# TEXTAUSZUG
Ich möchte dem Motto „Wirtschaft ist Care“ den Respekt hinzufügen. Und dabei das Wort „Wirtschaft“ durch das Wort „Wirtschaften“ ersetzen.

Hausvater und Hausmutter

Immer noch ist mir die Soul-Sängerin Aretha Franklin Ende der 70iger Jahre in den Ohren. Ich war damals 15, Hippiekultur und Studentenbewegung schwappten auf die Schulen über. Sie sang mit feurig-gefühlvoller Stimme: „Respect!“ mit allem Zorn und Entschlossenheit darin. Es wurde das Lied der schwarzen feministischen Bewegung in den USA.

Einige Jahre später entstand in Deutschland die Behindertenbewegung. Protestaktionen gegen Ausschluss vom öffentlichen Leben fanden statt, initiiert von Ernst Klee und Gusti Steiner. „Selbstbestimmung“ stand auf den Plakaten. Mir wurde dieses Thema erstmals bewusst, als ich Ende der 70iger Jahre in einer Einrichtung für geistig behinderte und psychisch kranke Erwachsene eine Stelle anfing. Es war eine kirchliche Einrichtung im Schwäbischen, gegründet von frommen evangelischen Diakonen, die ihr Leben über Generationen dieser Sorge-Arbeit widmeten. Es gab einen „Hausvater“ und eine „Hausmutter“. Zum Essen kamen alle zusammen in den großen Speisesaal, der Hausvater betete. Es wurde gearbeitet in der Küche, in der Wäscherei, in der Nähstube und auf dem Feld unter der Vorgabe von „Vater“ und „Mutter“, die immer da waren. Alle behinderten Menschen wurden mit Vornamen genannt, man kannte sich seit vielen Jahren, und wer frech war, bekam auch mal eine Watschn.

# ROHDATEN
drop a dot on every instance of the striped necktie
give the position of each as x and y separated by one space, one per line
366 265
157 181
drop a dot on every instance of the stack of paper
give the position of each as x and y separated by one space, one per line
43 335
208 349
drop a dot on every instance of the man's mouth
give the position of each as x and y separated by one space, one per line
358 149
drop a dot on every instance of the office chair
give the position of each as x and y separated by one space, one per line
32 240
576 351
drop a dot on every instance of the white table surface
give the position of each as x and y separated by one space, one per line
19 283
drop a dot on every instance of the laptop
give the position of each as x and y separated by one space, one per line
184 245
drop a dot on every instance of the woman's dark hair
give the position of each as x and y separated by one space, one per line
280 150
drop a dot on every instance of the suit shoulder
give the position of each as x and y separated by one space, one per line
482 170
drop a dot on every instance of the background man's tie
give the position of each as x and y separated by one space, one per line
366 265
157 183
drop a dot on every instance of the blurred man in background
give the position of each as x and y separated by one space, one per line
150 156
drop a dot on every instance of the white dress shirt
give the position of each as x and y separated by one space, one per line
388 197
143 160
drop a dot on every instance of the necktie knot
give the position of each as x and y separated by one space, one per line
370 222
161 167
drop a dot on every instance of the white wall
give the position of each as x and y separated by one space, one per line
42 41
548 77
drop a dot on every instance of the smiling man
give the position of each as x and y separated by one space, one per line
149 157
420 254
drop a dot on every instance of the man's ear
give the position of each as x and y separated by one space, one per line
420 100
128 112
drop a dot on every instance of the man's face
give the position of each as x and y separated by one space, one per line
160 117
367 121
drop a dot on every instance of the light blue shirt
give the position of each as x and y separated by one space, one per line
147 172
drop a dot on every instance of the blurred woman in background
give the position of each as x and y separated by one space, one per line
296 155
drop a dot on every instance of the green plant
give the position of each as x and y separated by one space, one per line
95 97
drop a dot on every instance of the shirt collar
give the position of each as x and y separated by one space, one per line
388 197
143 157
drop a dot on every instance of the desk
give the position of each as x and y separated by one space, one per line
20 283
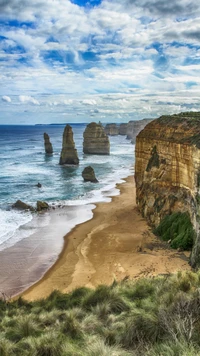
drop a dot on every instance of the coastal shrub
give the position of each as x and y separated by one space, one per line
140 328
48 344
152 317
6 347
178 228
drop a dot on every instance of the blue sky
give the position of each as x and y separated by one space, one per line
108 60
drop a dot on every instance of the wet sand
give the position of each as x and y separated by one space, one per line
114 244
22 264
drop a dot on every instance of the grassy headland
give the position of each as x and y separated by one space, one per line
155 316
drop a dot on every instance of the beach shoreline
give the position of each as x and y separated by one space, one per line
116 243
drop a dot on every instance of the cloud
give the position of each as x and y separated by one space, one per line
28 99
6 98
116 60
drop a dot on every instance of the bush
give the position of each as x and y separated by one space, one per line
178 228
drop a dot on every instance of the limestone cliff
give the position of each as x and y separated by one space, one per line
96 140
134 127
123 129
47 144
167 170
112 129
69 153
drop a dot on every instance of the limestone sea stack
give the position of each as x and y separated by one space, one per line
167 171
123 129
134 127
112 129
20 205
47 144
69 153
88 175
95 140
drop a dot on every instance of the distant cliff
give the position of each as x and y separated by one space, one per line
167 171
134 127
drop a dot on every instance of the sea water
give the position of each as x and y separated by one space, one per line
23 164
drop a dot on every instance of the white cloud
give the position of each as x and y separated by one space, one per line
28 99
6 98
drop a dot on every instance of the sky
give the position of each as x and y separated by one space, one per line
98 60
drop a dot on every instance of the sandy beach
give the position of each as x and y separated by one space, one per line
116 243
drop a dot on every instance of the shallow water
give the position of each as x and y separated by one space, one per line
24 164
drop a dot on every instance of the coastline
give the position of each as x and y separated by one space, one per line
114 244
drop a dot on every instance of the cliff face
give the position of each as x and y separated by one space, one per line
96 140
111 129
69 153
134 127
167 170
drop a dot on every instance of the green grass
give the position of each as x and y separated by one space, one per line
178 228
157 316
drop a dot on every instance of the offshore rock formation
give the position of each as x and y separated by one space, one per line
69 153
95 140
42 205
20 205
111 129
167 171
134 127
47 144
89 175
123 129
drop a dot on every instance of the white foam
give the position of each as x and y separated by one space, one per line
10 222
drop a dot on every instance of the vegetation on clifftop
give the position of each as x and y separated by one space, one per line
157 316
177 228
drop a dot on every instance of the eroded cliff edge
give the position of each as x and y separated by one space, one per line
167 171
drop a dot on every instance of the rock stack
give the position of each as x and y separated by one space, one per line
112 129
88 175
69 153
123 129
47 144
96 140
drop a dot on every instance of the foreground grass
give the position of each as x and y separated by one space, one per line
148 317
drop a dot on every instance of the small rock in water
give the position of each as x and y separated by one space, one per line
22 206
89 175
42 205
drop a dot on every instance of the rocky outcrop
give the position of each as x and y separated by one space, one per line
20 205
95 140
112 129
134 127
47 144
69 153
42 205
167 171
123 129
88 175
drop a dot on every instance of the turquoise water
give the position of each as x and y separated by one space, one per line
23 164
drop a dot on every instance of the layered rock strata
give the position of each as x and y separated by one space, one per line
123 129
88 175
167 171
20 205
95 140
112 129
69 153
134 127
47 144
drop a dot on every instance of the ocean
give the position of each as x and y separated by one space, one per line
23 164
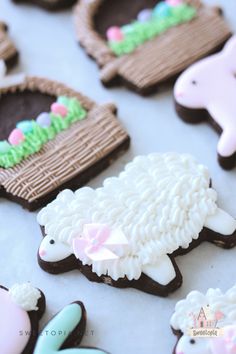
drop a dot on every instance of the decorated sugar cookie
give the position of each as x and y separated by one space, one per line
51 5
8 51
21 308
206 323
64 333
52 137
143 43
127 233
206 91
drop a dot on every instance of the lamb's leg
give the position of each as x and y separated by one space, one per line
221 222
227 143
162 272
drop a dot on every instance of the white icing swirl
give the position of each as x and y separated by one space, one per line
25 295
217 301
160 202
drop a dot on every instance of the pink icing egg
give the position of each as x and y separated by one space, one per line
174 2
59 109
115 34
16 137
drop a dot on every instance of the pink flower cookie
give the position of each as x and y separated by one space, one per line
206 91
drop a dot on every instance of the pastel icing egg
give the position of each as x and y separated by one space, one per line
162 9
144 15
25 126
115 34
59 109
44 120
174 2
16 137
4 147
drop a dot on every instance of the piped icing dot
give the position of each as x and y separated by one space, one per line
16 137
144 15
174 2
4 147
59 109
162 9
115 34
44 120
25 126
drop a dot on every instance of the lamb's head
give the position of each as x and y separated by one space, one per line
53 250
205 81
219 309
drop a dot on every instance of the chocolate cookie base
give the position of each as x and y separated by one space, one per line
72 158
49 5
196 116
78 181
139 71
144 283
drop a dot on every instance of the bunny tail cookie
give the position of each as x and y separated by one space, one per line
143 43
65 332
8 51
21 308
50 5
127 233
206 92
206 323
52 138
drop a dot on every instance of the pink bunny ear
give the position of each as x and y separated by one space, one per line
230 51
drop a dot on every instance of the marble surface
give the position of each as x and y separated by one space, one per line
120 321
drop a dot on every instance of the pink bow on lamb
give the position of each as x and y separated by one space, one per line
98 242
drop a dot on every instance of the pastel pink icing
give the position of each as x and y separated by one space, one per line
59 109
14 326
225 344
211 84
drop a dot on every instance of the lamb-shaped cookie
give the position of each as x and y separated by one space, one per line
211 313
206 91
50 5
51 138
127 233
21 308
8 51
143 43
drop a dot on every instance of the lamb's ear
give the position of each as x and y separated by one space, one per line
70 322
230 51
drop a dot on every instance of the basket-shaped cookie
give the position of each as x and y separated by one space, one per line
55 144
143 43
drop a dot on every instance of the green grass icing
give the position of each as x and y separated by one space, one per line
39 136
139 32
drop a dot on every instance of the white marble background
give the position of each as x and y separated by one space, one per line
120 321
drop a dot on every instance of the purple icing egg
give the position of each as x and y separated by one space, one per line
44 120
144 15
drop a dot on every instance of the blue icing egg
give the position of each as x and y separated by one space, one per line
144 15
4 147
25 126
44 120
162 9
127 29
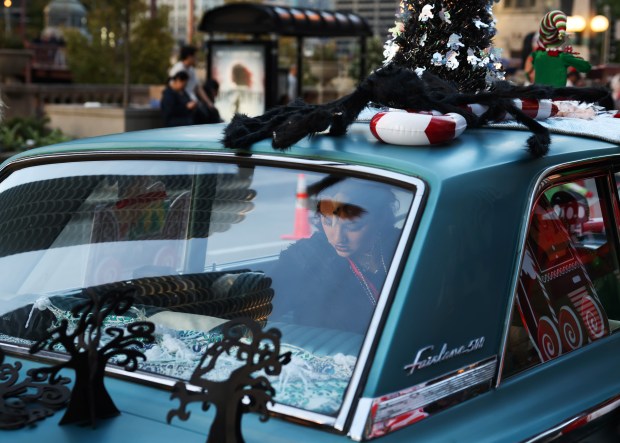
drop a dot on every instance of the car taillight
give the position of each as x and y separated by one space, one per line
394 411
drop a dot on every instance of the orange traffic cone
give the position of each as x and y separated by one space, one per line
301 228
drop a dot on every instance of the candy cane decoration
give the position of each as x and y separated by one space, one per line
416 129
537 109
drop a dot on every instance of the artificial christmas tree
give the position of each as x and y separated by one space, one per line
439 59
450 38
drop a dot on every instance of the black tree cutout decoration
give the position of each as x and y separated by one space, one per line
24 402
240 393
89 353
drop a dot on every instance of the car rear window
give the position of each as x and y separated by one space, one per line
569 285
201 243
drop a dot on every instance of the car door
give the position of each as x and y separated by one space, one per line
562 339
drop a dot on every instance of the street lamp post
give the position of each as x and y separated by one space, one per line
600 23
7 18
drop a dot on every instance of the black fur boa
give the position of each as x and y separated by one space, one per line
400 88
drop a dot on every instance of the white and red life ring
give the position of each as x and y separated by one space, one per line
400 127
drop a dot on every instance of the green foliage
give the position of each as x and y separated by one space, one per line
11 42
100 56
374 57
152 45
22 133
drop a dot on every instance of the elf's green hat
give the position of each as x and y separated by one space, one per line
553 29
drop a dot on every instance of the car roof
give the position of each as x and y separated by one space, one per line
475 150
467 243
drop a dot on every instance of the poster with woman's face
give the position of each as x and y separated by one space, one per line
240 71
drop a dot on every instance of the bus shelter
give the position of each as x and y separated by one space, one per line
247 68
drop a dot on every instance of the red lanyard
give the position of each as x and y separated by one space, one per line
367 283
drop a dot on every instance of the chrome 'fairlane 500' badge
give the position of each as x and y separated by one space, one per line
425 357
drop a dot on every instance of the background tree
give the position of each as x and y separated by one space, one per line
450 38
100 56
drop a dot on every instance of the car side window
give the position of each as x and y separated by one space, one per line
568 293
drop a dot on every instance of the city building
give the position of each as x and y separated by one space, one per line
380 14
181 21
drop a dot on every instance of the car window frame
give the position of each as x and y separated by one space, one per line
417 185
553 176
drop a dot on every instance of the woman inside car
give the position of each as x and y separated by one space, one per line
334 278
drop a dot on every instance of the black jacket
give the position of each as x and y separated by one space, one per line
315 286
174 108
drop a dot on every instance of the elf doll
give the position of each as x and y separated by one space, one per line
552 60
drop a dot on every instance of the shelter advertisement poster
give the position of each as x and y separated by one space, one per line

--

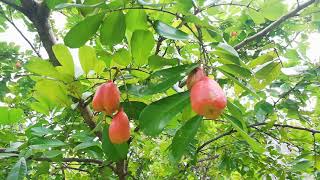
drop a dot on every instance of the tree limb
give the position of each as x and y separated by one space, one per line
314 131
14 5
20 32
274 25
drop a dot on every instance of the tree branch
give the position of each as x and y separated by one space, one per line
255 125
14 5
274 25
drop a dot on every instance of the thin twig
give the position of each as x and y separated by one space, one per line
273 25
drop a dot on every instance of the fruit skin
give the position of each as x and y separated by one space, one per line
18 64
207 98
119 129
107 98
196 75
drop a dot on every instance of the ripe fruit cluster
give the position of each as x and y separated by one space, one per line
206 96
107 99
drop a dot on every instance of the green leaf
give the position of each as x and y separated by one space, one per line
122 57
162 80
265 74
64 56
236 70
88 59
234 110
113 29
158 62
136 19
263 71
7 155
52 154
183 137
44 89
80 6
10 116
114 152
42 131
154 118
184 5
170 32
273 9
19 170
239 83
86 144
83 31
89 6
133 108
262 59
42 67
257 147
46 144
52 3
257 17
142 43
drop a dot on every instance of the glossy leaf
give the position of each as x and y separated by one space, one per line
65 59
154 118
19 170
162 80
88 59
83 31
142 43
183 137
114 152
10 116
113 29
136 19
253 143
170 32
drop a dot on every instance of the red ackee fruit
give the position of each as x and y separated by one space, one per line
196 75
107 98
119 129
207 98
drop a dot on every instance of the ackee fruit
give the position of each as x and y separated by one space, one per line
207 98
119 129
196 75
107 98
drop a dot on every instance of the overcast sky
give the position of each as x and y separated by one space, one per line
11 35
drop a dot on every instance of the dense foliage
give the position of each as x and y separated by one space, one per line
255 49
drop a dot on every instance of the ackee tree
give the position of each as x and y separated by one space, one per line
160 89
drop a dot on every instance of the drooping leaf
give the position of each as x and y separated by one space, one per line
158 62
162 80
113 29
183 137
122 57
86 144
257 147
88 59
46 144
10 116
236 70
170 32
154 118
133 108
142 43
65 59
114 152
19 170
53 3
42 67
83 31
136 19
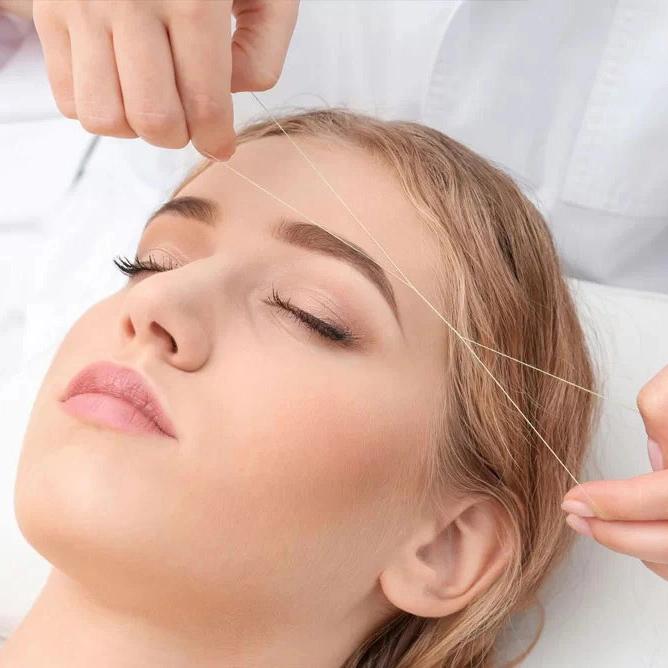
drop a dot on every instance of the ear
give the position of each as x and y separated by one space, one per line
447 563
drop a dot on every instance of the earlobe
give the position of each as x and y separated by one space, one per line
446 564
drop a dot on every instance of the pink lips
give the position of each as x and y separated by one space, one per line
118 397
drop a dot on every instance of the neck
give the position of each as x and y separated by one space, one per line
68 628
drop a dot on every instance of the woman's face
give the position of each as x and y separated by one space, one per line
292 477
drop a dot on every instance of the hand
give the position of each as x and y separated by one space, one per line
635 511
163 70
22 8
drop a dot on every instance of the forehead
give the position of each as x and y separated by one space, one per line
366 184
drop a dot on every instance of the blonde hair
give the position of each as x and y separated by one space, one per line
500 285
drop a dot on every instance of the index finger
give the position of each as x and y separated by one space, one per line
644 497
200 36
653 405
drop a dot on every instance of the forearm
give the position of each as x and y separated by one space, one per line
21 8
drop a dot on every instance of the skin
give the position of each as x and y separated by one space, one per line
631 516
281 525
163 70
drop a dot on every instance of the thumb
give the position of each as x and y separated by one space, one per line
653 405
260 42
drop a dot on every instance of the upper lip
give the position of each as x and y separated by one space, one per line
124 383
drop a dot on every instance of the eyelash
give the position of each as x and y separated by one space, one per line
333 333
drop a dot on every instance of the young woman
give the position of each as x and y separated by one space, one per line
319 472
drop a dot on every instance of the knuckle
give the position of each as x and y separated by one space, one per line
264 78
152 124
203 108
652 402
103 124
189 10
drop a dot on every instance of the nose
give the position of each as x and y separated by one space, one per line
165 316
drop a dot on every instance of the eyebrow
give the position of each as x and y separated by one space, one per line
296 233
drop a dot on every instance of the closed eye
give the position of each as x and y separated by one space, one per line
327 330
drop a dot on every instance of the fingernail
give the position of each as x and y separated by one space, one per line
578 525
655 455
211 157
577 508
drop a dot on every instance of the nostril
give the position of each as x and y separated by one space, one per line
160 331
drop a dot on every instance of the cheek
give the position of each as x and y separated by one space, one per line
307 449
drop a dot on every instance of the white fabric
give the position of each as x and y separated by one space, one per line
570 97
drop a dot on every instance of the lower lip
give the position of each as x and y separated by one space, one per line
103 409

==

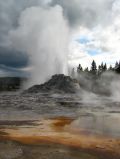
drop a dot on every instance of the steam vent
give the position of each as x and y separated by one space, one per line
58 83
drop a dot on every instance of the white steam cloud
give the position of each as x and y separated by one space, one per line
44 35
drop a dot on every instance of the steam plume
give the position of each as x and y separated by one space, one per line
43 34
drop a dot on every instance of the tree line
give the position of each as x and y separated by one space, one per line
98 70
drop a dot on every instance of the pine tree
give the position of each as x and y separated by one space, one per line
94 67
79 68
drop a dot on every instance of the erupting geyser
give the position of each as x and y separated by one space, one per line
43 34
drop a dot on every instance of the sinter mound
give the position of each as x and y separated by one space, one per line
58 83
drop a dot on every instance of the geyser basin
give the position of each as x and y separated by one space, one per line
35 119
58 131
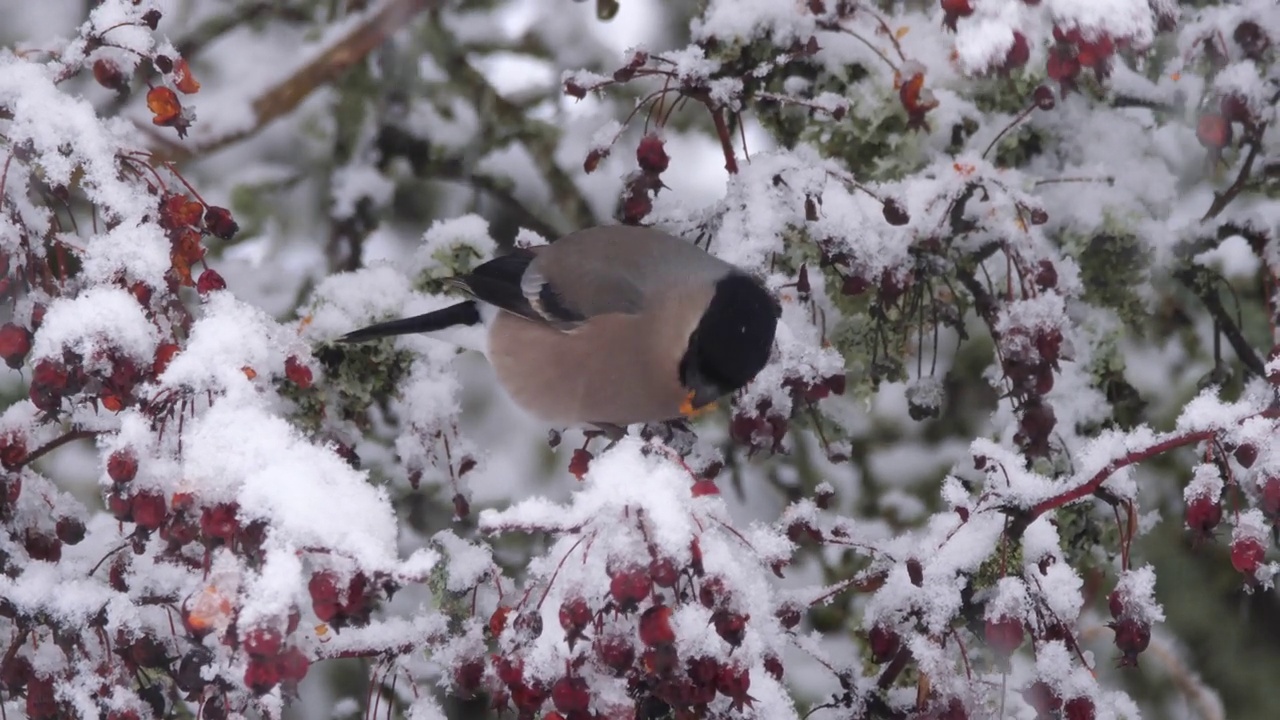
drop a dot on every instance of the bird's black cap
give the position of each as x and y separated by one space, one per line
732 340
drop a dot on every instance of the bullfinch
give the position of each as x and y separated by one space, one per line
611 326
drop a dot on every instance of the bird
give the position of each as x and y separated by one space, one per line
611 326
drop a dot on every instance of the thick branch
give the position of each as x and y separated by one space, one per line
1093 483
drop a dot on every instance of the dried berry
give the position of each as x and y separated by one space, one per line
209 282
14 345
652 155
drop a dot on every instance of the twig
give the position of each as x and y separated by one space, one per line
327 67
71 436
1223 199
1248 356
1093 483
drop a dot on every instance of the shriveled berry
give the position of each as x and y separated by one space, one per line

# AUFGABEN
1. Ermitteln Sie in der Auflistung jede Zeile, in der die Zeichenfolge „cookie“ vorkommt, und schreiben Sie diese Zeilen ab.
2. Schreiben Sie den Text über Respekt in der Sorge-Arbeit im Anschluss an seinen letzten Satz weiter.

# LÖSUNGEN
1.
drop a dot on every instance of the decorated sugar cookie
drop a dot on every instance of the pink flower cookie
drop a dot on every instance of the chocolate cookie base
drop a dot on every instance of the bunny tail cookie
drop a dot on every instance of the lamb-shaped cookie
drop a dot on every instance of the basket-shaped cookie

2.
Wir jungen Mitarbeiterinnen waren entsetzt. Wir verlangten mehr Entscheidungsfreiheit für die Bewohner:innen des Heims, Privatheit, Förderpläne und respektvollen Umgang. Es gab Beschwerden und Proteste, die Dinge nahmen ihren Lauf. Ein pädagogischer Leiter wurde eingestellt, die „Hauseltern“ mussten gehen. Die Atmosphäre wurde lockerer und freier, auch die Qualität der pädagogischen Betreuung wurde besser. Allerdings gab es niemanden mehr, die oder der immer da war. Um diese Zeit gab es eine intensive Diskussion um Konzepte der Selbstbestimmung und des Respekts in der Care-Arbeit überhaupt.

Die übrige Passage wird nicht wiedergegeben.